• _Problem requirements_
From the records, report how many lines hold the word "outline", with the number as the sole reply.

• _Working data_
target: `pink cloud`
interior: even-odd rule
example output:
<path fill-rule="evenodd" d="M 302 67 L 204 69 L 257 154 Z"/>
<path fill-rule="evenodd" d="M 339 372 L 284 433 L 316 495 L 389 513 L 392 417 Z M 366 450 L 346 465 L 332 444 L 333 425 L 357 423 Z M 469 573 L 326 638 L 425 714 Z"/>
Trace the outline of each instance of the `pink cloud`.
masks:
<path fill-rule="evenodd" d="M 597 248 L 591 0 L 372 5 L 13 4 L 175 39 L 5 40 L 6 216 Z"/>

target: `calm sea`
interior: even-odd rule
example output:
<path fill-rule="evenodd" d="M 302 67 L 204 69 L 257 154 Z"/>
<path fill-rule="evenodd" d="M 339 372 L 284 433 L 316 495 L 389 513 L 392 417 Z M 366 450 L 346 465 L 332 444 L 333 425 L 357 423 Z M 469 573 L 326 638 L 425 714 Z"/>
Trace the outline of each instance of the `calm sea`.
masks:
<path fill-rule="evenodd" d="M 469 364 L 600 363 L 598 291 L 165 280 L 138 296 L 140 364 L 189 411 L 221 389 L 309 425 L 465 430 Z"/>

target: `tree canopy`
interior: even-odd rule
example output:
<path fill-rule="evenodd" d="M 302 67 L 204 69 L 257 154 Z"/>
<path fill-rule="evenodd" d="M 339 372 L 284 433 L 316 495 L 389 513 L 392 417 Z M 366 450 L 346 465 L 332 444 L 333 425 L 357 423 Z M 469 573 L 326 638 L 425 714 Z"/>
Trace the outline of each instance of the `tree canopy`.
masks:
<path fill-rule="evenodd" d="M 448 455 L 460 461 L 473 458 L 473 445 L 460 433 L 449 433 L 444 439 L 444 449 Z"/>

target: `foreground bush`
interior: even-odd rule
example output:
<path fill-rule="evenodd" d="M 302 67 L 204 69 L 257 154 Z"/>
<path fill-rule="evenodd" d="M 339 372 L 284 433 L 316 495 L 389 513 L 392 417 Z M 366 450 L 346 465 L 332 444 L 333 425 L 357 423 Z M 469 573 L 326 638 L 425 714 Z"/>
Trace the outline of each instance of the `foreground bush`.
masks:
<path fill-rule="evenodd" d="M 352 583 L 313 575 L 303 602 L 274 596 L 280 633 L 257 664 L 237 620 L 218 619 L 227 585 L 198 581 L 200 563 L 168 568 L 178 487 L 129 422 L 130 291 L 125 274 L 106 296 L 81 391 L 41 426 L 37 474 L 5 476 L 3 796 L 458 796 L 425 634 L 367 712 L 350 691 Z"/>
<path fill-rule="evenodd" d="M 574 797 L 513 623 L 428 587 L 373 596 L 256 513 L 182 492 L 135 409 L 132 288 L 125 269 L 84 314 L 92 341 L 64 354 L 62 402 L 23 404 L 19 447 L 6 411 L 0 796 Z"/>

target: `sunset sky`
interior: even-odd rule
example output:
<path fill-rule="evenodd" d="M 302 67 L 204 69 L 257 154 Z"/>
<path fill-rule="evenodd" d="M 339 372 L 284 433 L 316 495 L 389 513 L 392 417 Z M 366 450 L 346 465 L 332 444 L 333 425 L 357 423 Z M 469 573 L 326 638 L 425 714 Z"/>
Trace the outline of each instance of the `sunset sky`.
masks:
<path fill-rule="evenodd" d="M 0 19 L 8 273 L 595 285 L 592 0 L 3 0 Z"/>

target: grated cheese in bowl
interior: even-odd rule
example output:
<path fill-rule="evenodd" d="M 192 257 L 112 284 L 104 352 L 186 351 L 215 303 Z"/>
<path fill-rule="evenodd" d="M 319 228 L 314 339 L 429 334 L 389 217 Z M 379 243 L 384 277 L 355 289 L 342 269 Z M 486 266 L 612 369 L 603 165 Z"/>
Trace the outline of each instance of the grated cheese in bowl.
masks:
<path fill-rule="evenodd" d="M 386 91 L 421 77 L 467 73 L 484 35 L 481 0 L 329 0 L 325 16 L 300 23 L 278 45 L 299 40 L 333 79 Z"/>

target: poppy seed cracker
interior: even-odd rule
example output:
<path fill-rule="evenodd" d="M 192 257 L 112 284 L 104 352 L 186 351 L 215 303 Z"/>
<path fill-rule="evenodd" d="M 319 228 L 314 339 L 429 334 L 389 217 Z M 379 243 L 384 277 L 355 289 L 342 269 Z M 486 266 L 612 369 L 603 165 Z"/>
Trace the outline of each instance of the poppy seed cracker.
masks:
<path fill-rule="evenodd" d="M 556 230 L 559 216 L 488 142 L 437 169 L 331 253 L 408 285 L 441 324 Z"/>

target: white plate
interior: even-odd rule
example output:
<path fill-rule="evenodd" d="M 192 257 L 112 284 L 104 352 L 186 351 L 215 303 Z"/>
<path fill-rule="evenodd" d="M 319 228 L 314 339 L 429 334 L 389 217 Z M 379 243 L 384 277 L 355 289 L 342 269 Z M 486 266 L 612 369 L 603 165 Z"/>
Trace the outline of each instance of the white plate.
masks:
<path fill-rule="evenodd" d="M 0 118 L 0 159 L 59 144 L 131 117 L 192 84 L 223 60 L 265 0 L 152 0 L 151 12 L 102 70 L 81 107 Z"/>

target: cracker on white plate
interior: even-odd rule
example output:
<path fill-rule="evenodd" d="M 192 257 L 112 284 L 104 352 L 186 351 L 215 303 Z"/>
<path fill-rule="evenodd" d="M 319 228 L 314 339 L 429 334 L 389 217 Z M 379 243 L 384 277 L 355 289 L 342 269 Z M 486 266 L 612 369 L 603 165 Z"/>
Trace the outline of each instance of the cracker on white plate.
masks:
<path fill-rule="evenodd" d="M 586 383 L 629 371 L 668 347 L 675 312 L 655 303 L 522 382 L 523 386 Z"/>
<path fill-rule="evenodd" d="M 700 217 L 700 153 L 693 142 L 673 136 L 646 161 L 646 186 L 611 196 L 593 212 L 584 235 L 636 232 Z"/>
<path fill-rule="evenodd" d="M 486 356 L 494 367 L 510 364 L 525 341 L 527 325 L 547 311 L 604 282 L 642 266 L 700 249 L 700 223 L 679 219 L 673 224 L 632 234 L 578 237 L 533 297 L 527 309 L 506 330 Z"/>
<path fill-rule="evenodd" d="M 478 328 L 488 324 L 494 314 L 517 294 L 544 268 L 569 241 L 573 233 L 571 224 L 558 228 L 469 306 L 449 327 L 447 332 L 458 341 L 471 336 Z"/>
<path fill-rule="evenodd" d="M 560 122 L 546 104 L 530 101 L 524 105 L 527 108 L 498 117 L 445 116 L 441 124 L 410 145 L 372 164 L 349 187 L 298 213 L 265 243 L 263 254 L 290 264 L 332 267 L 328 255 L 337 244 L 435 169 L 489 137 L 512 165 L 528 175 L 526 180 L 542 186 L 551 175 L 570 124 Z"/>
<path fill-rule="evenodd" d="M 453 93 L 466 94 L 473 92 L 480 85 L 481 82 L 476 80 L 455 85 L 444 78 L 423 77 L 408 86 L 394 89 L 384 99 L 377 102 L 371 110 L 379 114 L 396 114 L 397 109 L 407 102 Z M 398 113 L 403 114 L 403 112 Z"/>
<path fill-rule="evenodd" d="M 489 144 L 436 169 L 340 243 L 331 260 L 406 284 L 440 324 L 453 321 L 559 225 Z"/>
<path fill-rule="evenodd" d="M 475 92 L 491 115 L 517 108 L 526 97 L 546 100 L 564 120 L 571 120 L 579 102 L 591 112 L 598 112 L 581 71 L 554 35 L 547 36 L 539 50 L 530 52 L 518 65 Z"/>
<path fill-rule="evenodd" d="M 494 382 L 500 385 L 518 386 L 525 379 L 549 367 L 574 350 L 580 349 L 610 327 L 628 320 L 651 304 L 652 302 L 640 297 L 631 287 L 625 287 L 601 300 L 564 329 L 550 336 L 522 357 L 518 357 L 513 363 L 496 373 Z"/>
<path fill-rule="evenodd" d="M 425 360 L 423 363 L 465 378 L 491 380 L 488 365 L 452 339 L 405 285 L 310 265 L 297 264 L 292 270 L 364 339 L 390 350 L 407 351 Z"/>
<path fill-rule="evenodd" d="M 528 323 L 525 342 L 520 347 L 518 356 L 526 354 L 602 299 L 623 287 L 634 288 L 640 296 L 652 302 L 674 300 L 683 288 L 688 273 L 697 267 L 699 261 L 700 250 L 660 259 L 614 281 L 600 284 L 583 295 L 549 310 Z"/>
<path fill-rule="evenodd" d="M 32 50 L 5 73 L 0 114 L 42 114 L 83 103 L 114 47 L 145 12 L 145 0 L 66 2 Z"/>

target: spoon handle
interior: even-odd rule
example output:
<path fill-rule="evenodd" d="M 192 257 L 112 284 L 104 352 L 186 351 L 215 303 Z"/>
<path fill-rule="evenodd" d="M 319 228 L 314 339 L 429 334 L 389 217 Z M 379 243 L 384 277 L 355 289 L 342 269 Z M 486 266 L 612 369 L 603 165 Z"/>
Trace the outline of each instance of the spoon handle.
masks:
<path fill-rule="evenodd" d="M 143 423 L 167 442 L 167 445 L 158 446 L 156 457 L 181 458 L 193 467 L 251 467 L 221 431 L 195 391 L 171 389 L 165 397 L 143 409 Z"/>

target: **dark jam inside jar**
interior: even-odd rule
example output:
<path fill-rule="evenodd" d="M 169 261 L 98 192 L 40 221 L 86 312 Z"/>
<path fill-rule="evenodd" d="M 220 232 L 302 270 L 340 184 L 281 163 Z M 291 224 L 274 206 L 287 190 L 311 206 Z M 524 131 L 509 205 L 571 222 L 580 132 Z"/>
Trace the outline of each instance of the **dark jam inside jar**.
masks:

• _Solved exercise_
11